--- begin DATA FOR THE TASK ---
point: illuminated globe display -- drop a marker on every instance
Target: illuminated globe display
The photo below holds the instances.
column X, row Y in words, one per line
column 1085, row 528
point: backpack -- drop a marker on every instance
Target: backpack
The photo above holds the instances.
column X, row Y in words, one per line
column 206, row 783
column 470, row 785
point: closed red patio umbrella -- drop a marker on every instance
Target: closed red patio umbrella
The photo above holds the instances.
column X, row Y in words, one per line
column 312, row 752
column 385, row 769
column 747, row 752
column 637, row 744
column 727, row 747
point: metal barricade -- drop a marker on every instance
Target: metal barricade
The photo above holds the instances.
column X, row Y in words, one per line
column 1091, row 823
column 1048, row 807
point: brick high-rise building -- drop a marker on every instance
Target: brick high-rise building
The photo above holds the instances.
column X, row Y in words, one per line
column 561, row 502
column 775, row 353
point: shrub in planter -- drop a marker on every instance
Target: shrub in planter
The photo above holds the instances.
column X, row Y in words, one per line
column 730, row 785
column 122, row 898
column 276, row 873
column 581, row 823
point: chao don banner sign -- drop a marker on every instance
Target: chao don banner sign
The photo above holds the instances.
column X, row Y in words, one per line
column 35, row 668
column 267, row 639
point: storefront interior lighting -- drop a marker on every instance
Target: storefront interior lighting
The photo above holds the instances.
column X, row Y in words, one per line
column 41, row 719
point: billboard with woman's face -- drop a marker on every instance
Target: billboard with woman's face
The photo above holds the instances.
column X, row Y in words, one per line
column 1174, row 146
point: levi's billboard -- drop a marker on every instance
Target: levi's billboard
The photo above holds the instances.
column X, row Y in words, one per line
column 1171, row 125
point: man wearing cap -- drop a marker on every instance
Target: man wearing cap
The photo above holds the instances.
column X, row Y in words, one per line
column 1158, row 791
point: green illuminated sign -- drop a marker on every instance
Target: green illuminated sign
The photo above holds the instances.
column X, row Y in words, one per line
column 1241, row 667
--- end DATA FOR THE TASK ---
OBJECTIVE: Copy the lines of the material above without any changes, starting with the line that contains "point: shrub in" and ending with the line that contains "column 41, row 719", both of those lines included.

SOLUTION FOR THIS EXERCISE:
point: shrub in planter -- drop a marker on every instance
Target: shrub in planter
The photo above holds the instances.
column X, row Y in words, one per line
column 730, row 785
column 122, row 898
column 276, row 873
column 581, row 823
point: chao don banner sign -- drop a marker on every instance
Target: chao don banner sign
The photo above holds the instances.
column X, row Y in words, one per line
column 35, row 668
column 267, row 639
point: storefront interior lighting -- drop a marker on every instance
Target: storefront interior lighting
The photo above holds the instances.
column X, row Y in words, one per line
column 41, row 719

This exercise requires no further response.